Selected excerpt:
"""

Sakura (; ; fl. 13th–14th century) was a mansa of the Mali Empire who reigned during the late 13th century, known primarily from an account given by Ibn Khaldun in his Kitāb al-ʻIbar.  Sakura was not a member of the ruling Keita dynasty, and may have been formerly enslaved. He usurped the throne following a period of political instability and led Mali to considerable territorial expansion. During his reign, trade between the Mali Empire and the rest of the Muslim world increased. He was killed in the early 1300s while returning from the hajj and the Keita dynasty was restored to power.

Biography

Sakura is commonly stated to have been a former slave of the royal court, but it is not clear if he was literally enslaved. Ibn Khaldun refers to him by the term mawlā (), which can be translated as "client", and may imply that he was formerly enslaved but was freed by the Keitas. In oral tradition, he is called jonni, meaning "little slave". It is possible that Sakura was a member of the tontajon taniworo, the sixteen clans of freemen who had the right to bear a quiver. Despite being freemen, the tontajon taniworo are metaphorically referred to as slaves.

"""

What you need to do:
1. In the records below, replace "tree trunk" with "tree stump" and write them out again with nothing else changed. Leave the pictures out.
2. Continue the biography of Sakura, the Mali mansa, after its last sentence.

Extracted material:
"""

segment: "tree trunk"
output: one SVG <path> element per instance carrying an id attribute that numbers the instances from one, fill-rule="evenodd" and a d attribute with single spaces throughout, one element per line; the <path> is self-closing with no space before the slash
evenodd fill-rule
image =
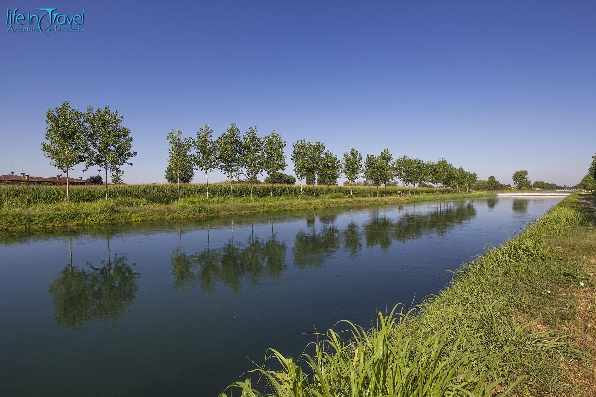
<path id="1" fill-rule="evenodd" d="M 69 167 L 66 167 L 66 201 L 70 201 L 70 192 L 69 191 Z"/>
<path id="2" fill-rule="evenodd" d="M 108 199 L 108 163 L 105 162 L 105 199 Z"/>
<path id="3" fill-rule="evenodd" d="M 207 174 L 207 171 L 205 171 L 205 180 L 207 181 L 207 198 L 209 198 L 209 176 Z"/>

"""

Written responses:
1.
segment: "tree stump"
output: one SVG <path> element per instance carrying an id attribute that numbers the instances from one, fill-rule="evenodd" and a d attribute with single spaces throughout, one element per line; the <path> is self-closing with no space before the slash
evenodd fill-rule
image =
<path id="1" fill-rule="evenodd" d="M 69 167 L 66 167 L 66 201 L 70 201 L 70 192 L 69 191 Z"/>
<path id="2" fill-rule="evenodd" d="M 108 199 L 108 163 L 105 162 L 105 199 Z"/>
<path id="3" fill-rule="evenodd" d="M 207 174 L 207 171 L 205 171 L 205 180 L 207 181 L 207 198 L 209 198 L 209 176 Z"/>

2.
According to oral tradition, Sakura had a daughter, Sogolon Nyuman.

Reign

During the late 13th century, the leadership of the Mali Empire involved ongoing palace intrigues, with a power struggle between the gbara or Grand Council and the donson ton or hunter guilds. The historian Nehemia Levtzion speculated that Sakura may have been involved in a previous coup, in which Mansa Khalifa had been overthrown and replaced by Sunjata's grandson or nephew Abu Bakr. Eventually, Sakura seized the throne himself. The French colonial administrator and ethnographer Maurice Delafosse estimated his accession to have occurred in 1285.

Sakura was evidently able to stabilize his control of the Mali Empire, as he proceeded to launch a series of military campaigns which expanded the borders of the Mali Empire considerably. According to Ibn Khaldun, in his reign Malian rule extended west to the ocean and east to Takrur, by which Ibn Khaldun meant a land east of Gao and west of Kanem, not Takrur along the Senegal River. Trade between the Mali Empire and the rest of the Muslim world also began to flourish.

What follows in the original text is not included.